-- Text section follows --

I am getting a full highlight and haircut at 1 pm at the new Aveda salon by our house.  Bliss.  I made a tragic mistake in November in regards to my hair.  I decided to be a "kitchen beautician" and I colored my hair myself.  Disaster.  I know better.  My roots turned this awful red and the rest just dried up.  Good work.  I know money is tight...but I have always found money to do my hair.  After the disaster, I went to the salon and had my hair fixed, which ended up costing more than if I had just had it done in the first place.  Dumb, right?  Ha.  While sitting in the salon getting my hair fixed, I realized that I had stopped buying many things for myself that make me feel good....because money is tight.  I stopped buying good lotion.  My skin was so dry I was so itchy.  The cheap crap I was buying was just not cutting it.  I hadn't bought good razors to shave in forever. My legs and arm pits were so beat up it was ridiculous.  I hadn't bought good hair products for styling and conditioning....my hair was a mess.  I hadn't been buying good products to clean and moisturize my face.  My skin looked like a teenager going through puberty.  My make up was so expired and icky, I just looked horrible.  All of these things lumped together was doing awful things for my self esteem which is not good.  I changed all that a few weeks ago with the help of my Christmas money.  I told Todd about this and he was so sad that I hadn't been buying these important things for myself.  He rocks.  He was the one that insisted that I get a FULL highlight and haircut.  I had been doing just a partial highlight and getting my hair cut at SuperCuts.  I have to remember to take care of me.  Makes me a better care-giver.  Can't wait for my appointment this afternoon.

Here's a picture of Ava and Uncle Bob from our wonderful visit to Salt Lake City.  We had a blast and Ava was a champ on the airplane.  There were many screaming kids, and none of the screams were from our girl.

-- Text section concluded --

● **What is required**: From the post about the hair appointment, extract the passage that begins at the words "Here's a picture" and stops after "from our girl.", copying it word for word.

-- Excerpted records follows --

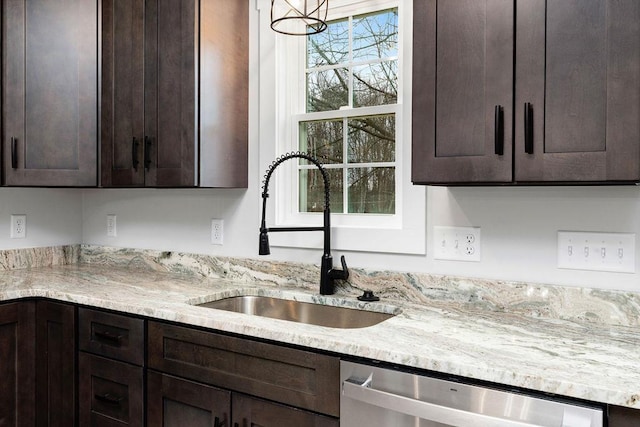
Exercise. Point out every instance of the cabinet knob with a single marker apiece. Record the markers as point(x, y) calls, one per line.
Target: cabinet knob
point(147, 152)
point(134, 153)
point(499, 130)
point(528, 128)
point(14, 152)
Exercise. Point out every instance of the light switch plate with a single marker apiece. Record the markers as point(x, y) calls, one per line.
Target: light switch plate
point(579, 250)
point(456, 243)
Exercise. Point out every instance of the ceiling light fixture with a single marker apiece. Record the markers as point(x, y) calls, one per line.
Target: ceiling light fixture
point(299, 17)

-- Excerpted records concluded --

● **Final answer**:
Here's a picture of Ava and Uncle Bob from our wonderful visit to Salt Lake City.  We had a blast and Ava was a champ on the airplane.  There were many screaming kids, and none of the screams were from our girl.